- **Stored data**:
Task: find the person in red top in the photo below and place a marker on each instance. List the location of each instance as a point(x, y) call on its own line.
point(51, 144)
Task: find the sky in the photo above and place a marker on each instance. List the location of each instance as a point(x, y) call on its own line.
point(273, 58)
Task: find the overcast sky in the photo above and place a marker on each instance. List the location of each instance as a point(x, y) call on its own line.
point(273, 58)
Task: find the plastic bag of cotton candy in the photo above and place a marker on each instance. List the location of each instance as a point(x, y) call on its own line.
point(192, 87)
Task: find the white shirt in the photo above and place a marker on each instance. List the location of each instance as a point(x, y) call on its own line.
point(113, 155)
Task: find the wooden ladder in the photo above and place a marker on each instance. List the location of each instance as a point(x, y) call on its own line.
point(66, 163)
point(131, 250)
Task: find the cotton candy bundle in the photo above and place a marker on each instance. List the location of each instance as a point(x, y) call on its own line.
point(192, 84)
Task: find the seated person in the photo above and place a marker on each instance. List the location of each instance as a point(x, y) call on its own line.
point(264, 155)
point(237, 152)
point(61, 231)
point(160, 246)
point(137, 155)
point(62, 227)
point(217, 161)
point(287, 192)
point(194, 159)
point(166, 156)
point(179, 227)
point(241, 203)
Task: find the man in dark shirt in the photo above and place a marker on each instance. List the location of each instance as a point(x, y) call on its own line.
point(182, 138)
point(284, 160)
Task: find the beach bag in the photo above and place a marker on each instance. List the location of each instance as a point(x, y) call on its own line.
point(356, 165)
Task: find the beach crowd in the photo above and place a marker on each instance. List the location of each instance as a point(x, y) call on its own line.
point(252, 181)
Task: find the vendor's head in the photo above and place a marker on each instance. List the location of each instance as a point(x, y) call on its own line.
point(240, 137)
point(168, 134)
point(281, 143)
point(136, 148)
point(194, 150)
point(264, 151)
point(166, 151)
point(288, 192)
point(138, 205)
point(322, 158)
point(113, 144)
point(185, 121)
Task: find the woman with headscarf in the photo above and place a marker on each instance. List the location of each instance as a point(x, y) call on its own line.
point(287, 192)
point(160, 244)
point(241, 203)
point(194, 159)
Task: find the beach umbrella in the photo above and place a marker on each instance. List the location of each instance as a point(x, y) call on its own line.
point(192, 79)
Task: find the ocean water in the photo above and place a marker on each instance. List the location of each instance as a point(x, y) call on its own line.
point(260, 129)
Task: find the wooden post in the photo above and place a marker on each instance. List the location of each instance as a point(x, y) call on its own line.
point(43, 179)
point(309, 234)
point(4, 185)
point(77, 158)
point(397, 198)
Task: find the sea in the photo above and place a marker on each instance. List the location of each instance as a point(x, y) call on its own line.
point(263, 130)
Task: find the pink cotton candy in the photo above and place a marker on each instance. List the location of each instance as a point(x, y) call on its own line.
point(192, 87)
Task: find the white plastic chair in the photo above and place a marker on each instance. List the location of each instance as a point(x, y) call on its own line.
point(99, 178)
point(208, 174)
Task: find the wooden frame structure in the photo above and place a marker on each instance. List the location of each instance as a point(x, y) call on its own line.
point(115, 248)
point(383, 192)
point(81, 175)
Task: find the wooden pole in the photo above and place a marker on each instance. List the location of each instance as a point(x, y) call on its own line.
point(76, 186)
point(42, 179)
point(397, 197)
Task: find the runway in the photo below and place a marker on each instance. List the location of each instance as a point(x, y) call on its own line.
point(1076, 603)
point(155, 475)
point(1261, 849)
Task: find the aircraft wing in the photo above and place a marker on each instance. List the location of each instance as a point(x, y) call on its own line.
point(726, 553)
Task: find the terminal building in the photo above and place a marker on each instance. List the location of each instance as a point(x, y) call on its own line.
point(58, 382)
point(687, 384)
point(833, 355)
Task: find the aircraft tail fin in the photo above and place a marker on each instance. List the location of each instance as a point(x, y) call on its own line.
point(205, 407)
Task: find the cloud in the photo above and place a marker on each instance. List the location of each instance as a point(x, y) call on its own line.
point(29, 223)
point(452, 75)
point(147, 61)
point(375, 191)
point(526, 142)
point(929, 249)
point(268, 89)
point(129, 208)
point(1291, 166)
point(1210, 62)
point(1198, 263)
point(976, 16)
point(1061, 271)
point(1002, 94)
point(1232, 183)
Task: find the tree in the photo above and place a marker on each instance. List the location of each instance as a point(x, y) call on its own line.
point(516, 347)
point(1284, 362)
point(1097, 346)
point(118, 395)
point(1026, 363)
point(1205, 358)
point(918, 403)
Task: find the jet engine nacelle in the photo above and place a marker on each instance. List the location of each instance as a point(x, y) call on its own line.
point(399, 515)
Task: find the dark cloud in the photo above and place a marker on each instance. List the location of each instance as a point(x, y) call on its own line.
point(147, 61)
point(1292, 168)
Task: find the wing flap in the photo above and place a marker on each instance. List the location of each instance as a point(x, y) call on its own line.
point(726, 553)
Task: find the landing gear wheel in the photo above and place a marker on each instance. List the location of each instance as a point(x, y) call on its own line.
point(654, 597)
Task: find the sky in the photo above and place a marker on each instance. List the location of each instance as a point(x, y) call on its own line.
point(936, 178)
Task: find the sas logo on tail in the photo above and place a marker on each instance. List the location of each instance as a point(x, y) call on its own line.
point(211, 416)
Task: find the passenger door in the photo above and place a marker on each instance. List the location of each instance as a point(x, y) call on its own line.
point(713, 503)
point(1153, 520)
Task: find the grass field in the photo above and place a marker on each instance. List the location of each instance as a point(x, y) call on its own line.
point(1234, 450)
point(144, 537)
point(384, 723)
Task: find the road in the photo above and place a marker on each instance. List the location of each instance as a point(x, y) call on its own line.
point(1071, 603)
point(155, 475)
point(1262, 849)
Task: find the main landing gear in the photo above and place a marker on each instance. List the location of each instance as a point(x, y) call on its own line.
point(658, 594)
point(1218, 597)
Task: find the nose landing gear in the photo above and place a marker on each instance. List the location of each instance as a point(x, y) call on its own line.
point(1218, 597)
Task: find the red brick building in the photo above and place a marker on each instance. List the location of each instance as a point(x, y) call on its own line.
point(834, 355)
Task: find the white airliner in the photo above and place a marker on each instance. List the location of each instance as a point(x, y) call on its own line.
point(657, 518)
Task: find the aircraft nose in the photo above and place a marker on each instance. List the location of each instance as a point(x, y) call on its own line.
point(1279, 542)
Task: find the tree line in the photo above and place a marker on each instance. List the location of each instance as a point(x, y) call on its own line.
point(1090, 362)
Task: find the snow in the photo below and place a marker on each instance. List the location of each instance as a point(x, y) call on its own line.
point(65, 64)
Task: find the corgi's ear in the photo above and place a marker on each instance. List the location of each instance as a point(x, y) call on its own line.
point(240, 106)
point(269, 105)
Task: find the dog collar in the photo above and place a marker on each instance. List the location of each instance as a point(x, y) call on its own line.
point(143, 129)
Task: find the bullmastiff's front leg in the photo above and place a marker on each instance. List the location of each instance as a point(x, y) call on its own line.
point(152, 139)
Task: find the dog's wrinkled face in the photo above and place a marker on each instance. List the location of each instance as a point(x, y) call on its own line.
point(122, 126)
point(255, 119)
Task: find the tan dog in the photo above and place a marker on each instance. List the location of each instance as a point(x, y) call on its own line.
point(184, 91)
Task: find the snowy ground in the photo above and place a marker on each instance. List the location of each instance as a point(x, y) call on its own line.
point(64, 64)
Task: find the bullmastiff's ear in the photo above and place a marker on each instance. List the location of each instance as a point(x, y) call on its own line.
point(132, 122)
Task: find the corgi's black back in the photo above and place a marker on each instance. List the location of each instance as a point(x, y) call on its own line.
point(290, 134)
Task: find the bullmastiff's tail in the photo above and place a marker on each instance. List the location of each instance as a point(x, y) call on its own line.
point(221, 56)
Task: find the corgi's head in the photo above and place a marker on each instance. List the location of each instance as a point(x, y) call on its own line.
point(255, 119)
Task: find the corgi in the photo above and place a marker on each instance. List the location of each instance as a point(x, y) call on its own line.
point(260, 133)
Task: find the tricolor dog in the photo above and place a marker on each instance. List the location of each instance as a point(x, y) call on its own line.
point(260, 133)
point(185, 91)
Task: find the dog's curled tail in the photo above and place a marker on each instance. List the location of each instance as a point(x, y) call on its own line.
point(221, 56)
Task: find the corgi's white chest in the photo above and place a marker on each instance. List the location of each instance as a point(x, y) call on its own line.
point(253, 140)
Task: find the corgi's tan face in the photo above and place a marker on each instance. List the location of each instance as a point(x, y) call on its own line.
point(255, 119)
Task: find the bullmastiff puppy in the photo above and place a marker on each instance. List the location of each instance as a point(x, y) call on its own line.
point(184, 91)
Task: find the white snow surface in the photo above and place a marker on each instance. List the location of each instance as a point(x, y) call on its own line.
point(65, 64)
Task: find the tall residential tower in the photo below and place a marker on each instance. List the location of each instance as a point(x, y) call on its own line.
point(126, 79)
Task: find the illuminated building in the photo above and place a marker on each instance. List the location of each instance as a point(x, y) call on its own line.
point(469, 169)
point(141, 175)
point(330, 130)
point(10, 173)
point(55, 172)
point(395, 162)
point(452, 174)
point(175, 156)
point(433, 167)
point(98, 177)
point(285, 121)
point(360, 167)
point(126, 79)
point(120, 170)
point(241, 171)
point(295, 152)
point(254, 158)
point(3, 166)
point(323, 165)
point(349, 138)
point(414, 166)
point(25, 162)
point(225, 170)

- **PROBLEM TO SOLVE**:
Nothing should appear in the answer except the lines from the one containing "Task: find the tall" to the end of the data above, reproduced exactly.

- **EXERCISE RESULT**:
Task: find the tall residential tower in the photo below and place a marker on each instance. List the location of each instance as a point(x, y) call on its own line.
point(126, 79)
Task: find the illuminated building in the photo above and place a marker on each instance. List the location of each instance as a point(x, y) call on its own line.
point(469, 169)
point(141, 175)
point(330, 130)
point(10, 173)
point(55, 172)
point(395, 162)
point(452, 174)
point(175, 156)
point(433, 167)
point(98, 177)
point(285, 121)
point(360, 167)
point(126, 79)
point(120, 170)
point(241, 171)
point(295, 152)
point(254, 158)
point(3, 166)
point(323, 165)
point(349, 138)
point(414, 166)
point(25, 162)
point(225, 170)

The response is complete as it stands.